◆ Entries supplied:

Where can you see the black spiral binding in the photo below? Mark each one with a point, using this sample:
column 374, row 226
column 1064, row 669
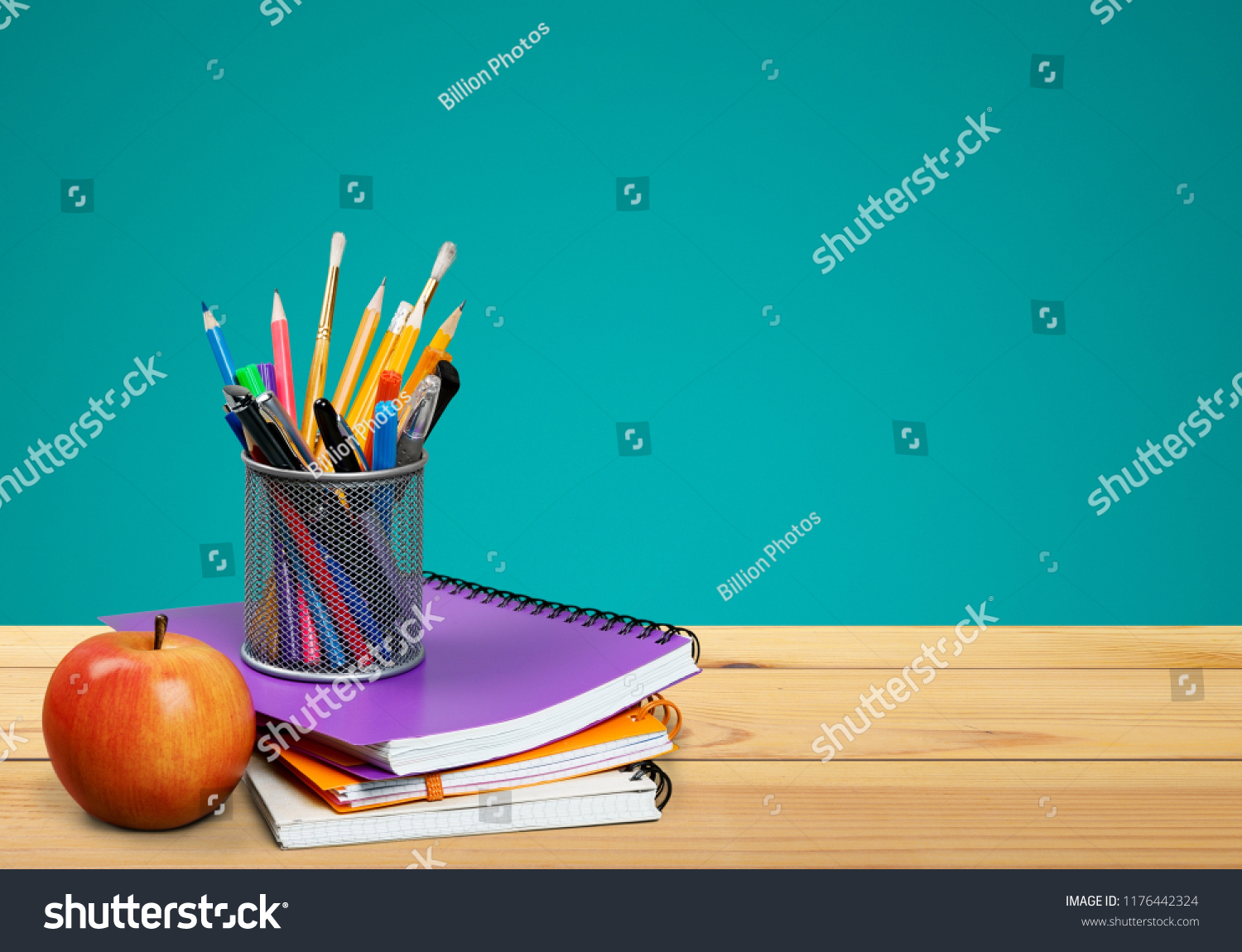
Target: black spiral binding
column 663, row 782
column 541, row 604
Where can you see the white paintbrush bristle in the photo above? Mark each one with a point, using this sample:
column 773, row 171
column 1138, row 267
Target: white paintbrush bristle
column 378, row 298
column 402, row 313
column 444, row 260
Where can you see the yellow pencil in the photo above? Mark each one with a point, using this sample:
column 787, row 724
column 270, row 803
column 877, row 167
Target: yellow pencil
column 360, row 410
column 353, row 370
column 400, row 357
column 323, row 337
column 434, row 352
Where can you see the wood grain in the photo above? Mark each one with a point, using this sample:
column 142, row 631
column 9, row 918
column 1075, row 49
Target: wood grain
column 953, row 777
column 961, row 715
column 999, row 647
column 845, row 815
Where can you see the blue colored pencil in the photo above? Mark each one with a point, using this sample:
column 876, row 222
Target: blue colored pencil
column 328, row 641
column 384, row 452
column 219, row 347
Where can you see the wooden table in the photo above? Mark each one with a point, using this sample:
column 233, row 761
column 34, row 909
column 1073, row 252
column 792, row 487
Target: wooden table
column 1035, row 748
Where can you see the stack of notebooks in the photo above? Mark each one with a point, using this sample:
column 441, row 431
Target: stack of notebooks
column 524, row 715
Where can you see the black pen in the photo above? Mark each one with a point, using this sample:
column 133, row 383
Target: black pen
column 339, row 450
column 243, row 404
column 450, row 382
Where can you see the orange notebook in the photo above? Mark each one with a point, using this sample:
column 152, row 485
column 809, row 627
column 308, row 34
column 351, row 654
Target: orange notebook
column 628, row 738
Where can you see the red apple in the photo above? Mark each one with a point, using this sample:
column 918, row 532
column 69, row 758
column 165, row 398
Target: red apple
column 148, row 731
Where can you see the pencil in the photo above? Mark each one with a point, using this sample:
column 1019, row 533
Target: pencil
column 434, row 353
column 404, row 348
column 363, row 338
column 282, row 358
column 219, row 348
column 360, row 412
column 388, row 390
column 323, row 338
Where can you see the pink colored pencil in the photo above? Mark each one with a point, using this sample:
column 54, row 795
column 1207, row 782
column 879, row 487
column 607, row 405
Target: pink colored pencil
column 310, row 643
column 282, row 359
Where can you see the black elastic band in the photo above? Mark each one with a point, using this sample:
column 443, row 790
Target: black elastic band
column 663, row 782
column 556, row 608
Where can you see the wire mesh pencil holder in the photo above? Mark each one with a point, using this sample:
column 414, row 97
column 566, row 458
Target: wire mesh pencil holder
column 333, row 572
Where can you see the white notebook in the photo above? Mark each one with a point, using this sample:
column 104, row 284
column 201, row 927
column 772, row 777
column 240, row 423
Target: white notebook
column 300, row 818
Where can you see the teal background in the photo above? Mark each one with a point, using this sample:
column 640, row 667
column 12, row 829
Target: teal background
column 220, row 190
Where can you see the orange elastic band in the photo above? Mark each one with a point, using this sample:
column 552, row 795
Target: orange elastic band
column 435, row 787
column 670, row 709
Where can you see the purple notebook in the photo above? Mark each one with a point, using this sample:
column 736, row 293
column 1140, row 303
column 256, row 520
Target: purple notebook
column 486, row 664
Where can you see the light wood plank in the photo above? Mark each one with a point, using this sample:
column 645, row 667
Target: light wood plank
column 961, row 715
column 41, row 647
column 999, row 647
column 845, row 815
column 837, row 647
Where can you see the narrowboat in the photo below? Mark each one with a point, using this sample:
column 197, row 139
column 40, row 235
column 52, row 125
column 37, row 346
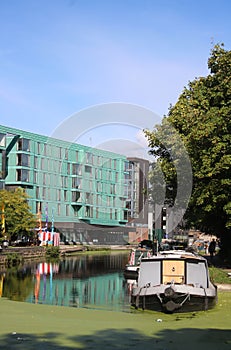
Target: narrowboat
column 174, row 281
column 132, row 267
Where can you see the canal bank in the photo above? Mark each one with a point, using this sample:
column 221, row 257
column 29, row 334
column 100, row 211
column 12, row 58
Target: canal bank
column 33, row 326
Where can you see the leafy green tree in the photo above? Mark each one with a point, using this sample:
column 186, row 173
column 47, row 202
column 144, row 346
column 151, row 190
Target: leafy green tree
column 202, row 117
column 17, row 219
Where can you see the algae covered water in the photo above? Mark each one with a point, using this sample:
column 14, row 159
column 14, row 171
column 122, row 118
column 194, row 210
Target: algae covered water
column 89, row 281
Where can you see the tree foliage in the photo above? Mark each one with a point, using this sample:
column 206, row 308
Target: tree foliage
column 202, row 117
column 16, row 212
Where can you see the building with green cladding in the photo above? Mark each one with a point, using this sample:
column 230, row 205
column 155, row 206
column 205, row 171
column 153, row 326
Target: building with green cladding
column 83, row 191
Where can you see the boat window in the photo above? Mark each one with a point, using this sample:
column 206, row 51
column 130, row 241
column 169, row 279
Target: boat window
column 196, row 273
column 149, row 273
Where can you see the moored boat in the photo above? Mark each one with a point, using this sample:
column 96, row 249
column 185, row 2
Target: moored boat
column 174, row 281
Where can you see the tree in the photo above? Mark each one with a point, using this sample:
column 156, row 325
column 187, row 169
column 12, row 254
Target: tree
column 202, row 117
column 17, row 219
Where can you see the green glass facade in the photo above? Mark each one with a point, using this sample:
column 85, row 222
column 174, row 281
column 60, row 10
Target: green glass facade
column 78, row 187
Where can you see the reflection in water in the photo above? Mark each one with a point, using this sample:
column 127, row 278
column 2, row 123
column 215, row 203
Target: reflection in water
column 90, row 281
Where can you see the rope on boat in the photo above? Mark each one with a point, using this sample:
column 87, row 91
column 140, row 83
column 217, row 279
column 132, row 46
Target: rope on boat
column 206, row 300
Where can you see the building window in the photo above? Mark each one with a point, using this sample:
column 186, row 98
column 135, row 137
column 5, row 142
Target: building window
column 88, row 169
column 23, row 159
column 24, row 145
column 23, row 175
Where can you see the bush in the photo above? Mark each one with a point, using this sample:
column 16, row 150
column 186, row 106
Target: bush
column 14, row 259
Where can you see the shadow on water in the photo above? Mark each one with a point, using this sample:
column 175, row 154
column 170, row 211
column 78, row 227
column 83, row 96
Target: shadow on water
column 185, row 338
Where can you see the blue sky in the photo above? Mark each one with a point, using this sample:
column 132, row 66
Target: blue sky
column 61, row 56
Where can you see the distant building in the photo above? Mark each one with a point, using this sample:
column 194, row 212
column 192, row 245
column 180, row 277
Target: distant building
column 137, row 200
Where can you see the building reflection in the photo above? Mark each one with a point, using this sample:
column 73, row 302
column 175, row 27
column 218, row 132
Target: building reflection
column 89, row 281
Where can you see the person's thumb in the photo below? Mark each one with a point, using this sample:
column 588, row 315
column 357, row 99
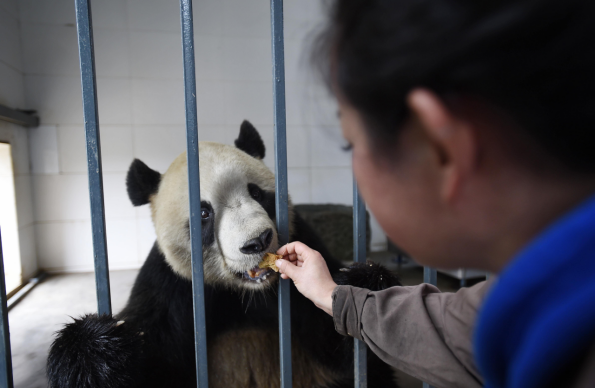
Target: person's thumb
column 287, row 268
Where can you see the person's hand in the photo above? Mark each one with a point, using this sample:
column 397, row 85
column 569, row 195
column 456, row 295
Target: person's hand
column 309, row 272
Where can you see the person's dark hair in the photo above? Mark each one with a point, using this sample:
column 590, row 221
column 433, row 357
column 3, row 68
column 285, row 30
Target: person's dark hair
column 533, row 59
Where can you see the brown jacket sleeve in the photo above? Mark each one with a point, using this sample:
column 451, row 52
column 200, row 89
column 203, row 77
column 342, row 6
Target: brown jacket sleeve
column 416, row 329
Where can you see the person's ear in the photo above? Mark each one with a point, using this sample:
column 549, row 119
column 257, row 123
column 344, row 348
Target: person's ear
column 451, row 137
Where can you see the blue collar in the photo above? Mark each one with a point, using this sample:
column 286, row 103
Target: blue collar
column 540, row 314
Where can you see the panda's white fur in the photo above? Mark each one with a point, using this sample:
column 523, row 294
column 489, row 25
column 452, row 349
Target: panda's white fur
column 151, row 341
column 225, row 173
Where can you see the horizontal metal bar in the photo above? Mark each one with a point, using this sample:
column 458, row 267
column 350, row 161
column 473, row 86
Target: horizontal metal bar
column 200, row 328
column 5, row 353
column 360, row 361
column 22, row 118
column 18, row 296
column 91, row 116
column 281, row 196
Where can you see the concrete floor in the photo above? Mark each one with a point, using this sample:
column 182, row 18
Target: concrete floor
column 52, row 303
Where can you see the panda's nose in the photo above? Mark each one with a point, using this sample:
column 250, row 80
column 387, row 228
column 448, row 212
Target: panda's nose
column 258, row 245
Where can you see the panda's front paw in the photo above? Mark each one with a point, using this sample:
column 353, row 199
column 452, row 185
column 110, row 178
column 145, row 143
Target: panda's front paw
column 367, row 275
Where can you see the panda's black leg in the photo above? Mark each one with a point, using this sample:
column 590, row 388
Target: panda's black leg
column 367, row 275
column 95, row 351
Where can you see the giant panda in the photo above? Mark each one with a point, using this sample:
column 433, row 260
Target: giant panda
column 150, row 343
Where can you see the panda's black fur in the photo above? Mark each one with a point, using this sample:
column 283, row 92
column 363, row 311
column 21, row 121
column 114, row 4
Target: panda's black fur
column 150, row 343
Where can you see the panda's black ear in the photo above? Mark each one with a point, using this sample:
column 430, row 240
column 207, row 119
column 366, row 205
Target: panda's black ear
column 250, row 141
column 141, row 182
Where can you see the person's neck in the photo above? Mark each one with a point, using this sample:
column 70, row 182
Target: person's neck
column 530, row 207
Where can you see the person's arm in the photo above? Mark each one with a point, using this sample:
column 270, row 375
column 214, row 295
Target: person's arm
column 416, row 329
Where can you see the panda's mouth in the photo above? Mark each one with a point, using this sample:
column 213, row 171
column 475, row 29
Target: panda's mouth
column 256, row 274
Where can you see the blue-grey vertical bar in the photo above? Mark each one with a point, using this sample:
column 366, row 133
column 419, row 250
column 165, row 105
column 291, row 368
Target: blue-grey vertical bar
column 91, row 117
column 430, row 277
column 281, row 202
column 360, row 359
column 198, row 291
column 5, row 353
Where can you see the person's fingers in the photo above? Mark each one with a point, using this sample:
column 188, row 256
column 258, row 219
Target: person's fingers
column 293, row 248
column 287, row 268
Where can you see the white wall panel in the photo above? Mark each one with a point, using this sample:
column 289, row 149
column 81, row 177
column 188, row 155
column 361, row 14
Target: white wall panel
column 141, row 108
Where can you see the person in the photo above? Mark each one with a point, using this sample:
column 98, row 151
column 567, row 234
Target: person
column 471, row 127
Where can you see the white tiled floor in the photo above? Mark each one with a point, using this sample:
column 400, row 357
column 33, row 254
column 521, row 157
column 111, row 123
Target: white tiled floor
column 46, row 309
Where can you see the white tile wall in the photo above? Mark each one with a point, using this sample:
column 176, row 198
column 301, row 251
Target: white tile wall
column 10, row 51
column 43, row 149
column 12, row 94
column 141, row 109
column 12, row 91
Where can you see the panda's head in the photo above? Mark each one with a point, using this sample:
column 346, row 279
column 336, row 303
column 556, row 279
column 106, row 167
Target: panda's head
column 237, row 195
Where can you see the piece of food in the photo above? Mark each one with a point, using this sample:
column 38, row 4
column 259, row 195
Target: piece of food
column 268, row 261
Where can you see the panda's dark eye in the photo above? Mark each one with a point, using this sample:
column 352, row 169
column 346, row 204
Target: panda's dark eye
column 255, row 192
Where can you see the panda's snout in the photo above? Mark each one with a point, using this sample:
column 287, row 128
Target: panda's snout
column 259, row 244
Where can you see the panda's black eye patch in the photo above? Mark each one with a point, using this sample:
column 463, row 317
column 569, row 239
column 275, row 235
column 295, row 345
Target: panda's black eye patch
column 265, row 198
column 255, row 192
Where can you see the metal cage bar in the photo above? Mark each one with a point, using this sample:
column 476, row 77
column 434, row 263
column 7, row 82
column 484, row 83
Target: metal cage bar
column 91, row 117
column 5, row 353
column 281, row 197
column 430, row 276
column 360, row 359
column 198, row 297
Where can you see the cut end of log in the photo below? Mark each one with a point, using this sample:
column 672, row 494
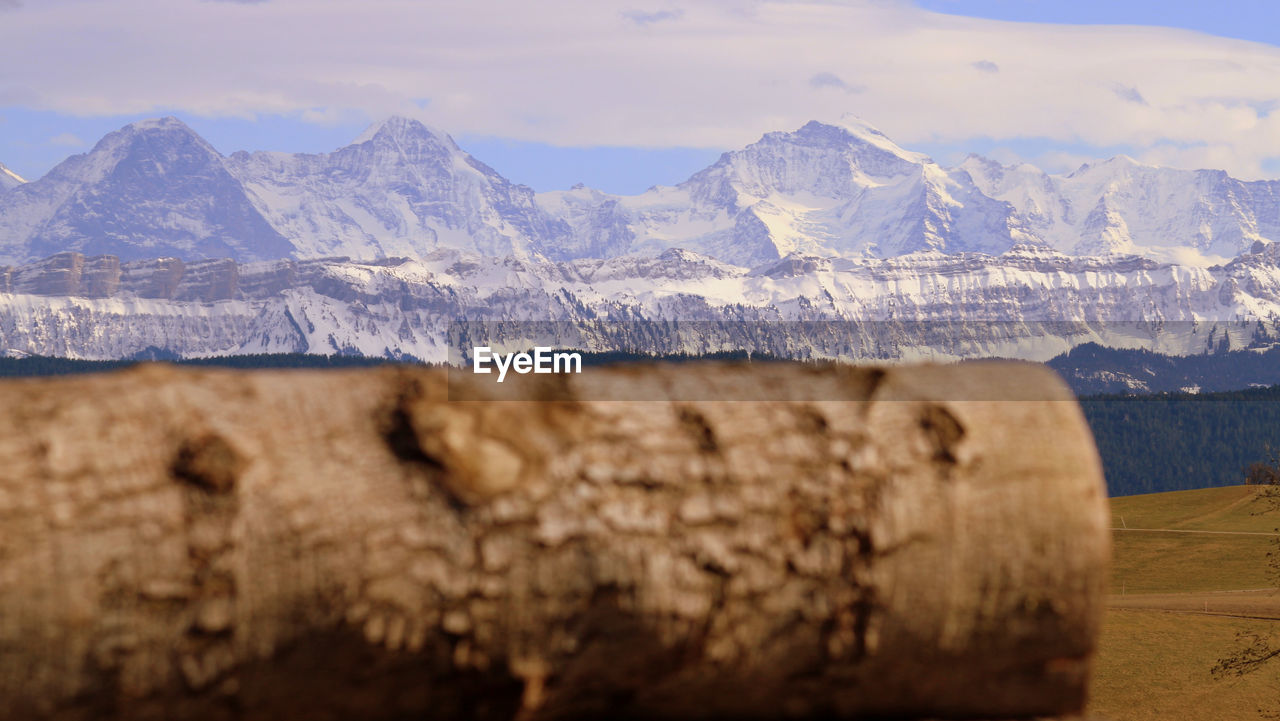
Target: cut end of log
column 909, row 542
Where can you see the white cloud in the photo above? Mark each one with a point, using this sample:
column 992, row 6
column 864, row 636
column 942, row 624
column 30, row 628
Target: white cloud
column 709, row 73
column 67, row 140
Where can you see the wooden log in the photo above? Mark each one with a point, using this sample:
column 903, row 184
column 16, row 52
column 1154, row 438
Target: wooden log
column 214, row 544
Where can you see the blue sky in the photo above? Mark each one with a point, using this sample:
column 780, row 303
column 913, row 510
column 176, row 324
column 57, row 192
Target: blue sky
column 627, row 95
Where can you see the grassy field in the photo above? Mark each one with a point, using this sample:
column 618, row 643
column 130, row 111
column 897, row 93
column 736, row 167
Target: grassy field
column 1184, row 584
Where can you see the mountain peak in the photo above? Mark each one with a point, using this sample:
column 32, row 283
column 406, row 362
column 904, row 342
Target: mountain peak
column 167, row 123
column 863, row 131
column 400, row 128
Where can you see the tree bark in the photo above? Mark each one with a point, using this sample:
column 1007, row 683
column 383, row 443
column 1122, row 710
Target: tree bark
column 216, row 544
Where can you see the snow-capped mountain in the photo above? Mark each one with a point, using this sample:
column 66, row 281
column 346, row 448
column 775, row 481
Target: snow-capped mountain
column 147, row 190
column 400, row 190
column 156, row 241
column 1027, row 302
column 840, row 190
column 9, row 179
column 1124, row 206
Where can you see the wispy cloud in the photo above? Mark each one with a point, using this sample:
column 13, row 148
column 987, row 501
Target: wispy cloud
column 643, row 18
column 67, row 140
column 717, row 74
column 832, row 80
column 1129, row 94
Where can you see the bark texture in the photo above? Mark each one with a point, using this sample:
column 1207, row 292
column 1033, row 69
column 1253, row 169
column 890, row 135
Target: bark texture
column 352, row 544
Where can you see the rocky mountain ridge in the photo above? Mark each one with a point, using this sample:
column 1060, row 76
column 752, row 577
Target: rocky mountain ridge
column 840, row 190
column 1027, row 302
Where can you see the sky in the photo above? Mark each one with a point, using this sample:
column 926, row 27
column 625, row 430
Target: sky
column 627, row 94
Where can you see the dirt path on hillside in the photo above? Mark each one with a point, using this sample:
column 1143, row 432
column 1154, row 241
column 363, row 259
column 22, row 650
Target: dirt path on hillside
column 1253, row 603
column 1189, row 530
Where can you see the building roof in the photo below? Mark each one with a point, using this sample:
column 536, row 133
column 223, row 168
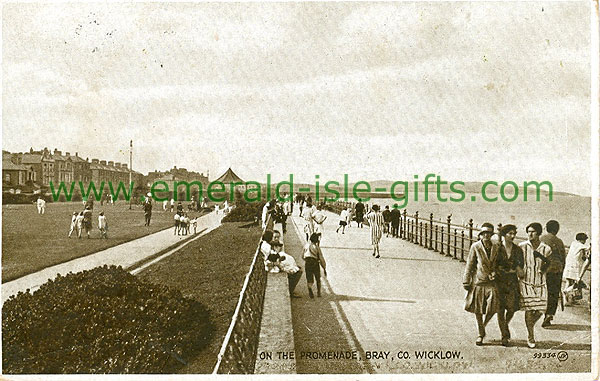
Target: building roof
column 10, row 166
column 229, row 177
column 31, row 158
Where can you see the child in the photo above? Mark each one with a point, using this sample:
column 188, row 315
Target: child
column 194, row 223
column 343, row 221
column 73, row 224
column 349, row 217
column 79, row 224
column 102, row 225
column 288, row 265
column 87, row 220
column 313, row 258
column 177, row 221
column 183, row 223
column 272, row 262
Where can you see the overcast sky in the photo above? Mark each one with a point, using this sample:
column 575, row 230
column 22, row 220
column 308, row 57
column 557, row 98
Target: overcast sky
column 470, row 91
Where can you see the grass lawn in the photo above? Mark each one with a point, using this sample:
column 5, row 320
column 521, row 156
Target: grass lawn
column 31, row 242
column 210, row 270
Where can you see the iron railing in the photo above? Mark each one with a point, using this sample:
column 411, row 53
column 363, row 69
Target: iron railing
column 239, row 348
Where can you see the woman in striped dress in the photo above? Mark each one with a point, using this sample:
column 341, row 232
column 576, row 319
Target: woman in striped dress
column 376, row 222
column 534, row 293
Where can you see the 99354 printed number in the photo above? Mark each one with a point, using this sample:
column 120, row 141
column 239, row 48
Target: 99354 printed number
column 560, row 356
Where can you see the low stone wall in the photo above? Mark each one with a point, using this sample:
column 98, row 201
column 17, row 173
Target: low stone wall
column 276, row 331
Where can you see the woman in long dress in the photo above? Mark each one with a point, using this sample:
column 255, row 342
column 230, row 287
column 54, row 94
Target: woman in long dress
column 375, row 219
column 533, row 289
column 578, row 253
column 479, row 279
column 508, row 280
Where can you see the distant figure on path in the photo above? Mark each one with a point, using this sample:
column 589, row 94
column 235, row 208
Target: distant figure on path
column 288, row 265
column 395, row 220
column 177, row 219
column 511, row 269
column 360, row 213
column 87, row 220
column 534, row 292
column 349, row 217
column 102, row 225
column 307, row 214
column 319, row 218
column 577, row 256
column 479, row 279
column 73, row 224
column 313, row 258
column 79, row 224
column 343, row 221
column 147, row 212
column 555, row 270
column 387, row 218
column 41, row 205
column 376, row 222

◆ Task instructions: Print verbatim the part of the records above that opens with the line containing "Where can you see the red" and closes with the line containing "column 282, row 359", including both of those lines.

◆ Expected output:
Where can you see the red apple in the photo above? Mark each one with a point, using this sample:
column 918, row 532
column 69, row 758
column 165, row 398
Target: red apple
column 148, row 731
Where can you see the pencil in the photo above? Mark each one with a point, using this sample:
column 1019, row 533
Target: pencil
column 434, row 353
column 404, row 348
column 363, row 338
column 282, row 358
column 219, row 348
column 360, row 412
column 388, row 390
column 323, row 338
Where can you see the pink colored pencil in the photo above? Mark each one with a point, using this sample:
column 54, row 795
column 1207, row 782
column 879, row 487
column 607, row 405
Target: pink colored pencil
column 310, row 643
column 282, row 359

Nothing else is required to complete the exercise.